WRITTEN PROBLEM: Please turn the data from the line with "Wildlife biologist here. I need boxes around every moose" up to and including the line with "[303,139,316,150]" into a Markdown table with the columns Row and Line, one numbered row per line, leaving out any blank lines.

DATA PROVIDED:
══════════════════════════════
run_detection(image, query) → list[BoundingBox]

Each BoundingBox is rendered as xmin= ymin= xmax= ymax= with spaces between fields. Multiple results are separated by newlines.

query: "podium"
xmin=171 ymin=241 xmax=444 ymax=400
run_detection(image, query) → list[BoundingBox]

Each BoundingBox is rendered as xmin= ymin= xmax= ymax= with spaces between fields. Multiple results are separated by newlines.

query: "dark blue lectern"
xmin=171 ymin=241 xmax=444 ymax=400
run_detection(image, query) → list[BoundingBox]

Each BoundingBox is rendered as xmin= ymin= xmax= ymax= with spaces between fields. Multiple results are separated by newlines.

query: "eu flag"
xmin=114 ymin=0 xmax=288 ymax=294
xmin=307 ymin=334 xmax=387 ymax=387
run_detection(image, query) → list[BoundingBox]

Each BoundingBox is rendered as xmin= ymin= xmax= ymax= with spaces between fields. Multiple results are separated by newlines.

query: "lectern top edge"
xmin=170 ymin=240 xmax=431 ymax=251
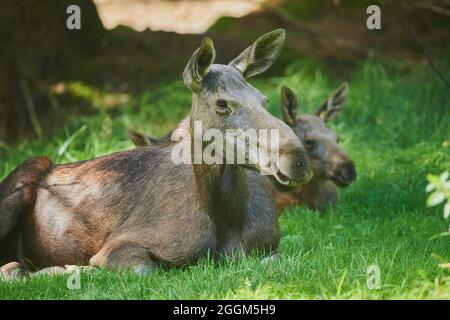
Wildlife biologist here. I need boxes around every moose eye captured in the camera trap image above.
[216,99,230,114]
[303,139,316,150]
══════════════════════════════
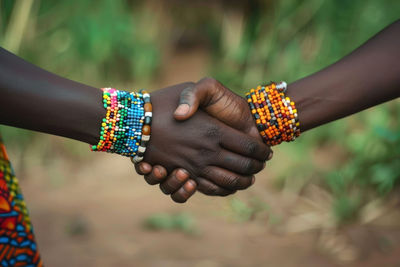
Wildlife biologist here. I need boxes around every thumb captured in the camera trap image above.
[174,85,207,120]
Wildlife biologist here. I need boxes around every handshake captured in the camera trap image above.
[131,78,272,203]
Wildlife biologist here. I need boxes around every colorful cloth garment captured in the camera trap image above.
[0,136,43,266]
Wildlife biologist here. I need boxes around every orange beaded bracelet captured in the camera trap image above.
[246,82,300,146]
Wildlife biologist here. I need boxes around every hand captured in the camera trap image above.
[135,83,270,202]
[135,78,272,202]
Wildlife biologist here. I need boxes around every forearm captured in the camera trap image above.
══════════════════════════════
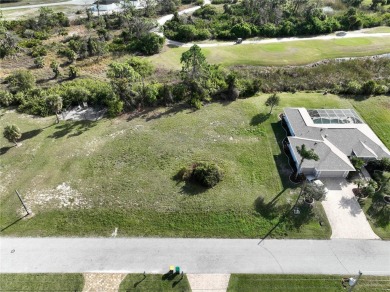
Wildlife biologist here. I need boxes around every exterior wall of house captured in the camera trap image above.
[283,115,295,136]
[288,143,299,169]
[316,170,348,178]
══════════════════════════════
RESPONSE BELOW:
| Row | Line |
|---|---|
| 1 | Wildlife biologist here. I need boxes around every moose eye captured in the camera trap image above. |
| 2 | [216,99,230,114] |
| 3 | [303,139,316,150] |